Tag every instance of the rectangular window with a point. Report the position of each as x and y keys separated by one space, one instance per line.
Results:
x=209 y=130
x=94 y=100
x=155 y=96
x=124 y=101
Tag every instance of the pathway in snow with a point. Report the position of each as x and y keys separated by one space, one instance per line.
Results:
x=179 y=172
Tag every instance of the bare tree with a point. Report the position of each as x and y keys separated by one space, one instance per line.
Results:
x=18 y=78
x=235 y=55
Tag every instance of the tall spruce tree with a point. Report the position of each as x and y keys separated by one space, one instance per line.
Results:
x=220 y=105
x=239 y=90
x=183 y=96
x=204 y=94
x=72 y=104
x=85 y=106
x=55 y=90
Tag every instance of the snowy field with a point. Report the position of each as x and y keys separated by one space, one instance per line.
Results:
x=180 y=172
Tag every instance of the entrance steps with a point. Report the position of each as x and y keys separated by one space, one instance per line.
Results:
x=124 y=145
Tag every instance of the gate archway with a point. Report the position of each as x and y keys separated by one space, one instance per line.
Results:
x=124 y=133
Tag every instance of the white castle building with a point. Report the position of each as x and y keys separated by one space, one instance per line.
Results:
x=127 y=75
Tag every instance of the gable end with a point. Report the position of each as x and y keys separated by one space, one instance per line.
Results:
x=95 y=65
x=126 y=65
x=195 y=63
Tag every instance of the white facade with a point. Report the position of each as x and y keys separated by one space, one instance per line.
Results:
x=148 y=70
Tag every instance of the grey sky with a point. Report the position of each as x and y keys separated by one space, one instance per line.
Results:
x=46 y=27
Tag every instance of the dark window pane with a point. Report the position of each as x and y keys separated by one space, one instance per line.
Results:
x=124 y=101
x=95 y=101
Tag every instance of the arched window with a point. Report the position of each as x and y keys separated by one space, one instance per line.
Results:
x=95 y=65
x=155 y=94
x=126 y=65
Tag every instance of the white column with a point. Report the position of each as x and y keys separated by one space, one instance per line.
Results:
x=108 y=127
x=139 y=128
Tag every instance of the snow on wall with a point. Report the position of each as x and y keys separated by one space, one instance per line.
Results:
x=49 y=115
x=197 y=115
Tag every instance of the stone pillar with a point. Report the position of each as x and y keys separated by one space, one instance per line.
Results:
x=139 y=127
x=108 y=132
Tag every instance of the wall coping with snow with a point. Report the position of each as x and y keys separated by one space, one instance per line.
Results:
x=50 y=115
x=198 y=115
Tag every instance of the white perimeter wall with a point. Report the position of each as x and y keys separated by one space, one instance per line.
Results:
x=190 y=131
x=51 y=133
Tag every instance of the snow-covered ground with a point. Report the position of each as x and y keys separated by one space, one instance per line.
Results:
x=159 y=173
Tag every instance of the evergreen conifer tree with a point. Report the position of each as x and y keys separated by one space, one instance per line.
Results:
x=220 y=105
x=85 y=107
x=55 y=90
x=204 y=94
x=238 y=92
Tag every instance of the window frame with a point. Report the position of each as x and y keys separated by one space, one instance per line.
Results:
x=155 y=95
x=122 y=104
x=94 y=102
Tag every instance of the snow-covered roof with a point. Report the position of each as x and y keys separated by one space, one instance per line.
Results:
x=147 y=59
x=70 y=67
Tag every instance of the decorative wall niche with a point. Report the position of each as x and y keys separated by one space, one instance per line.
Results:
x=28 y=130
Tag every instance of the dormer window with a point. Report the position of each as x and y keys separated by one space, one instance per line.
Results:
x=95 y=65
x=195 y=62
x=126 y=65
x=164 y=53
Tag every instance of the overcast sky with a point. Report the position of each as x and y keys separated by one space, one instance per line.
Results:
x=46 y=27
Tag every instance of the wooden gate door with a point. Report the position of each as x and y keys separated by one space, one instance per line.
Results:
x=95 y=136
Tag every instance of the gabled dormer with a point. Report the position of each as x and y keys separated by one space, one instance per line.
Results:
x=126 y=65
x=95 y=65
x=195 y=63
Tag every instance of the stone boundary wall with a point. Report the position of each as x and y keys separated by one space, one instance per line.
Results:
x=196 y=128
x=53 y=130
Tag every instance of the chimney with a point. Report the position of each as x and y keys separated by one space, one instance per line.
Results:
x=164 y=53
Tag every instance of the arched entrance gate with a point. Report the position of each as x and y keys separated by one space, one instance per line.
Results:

* [Directions]: Copy the listing again from the line with "Tag every instance of the chimney" through the end, including the requests, and shift every coordinate in the answers by adding -15.

* [Task result]:
Tag every instance of the chimney with a point. Report the position of each as x and y keys separated by one space, one instance per line.
Results:
x=149 y=38
Tag every instance of the arched entrance gate with a point. Report the position of each as x and y keys separated by one space, one instance per line.
Results:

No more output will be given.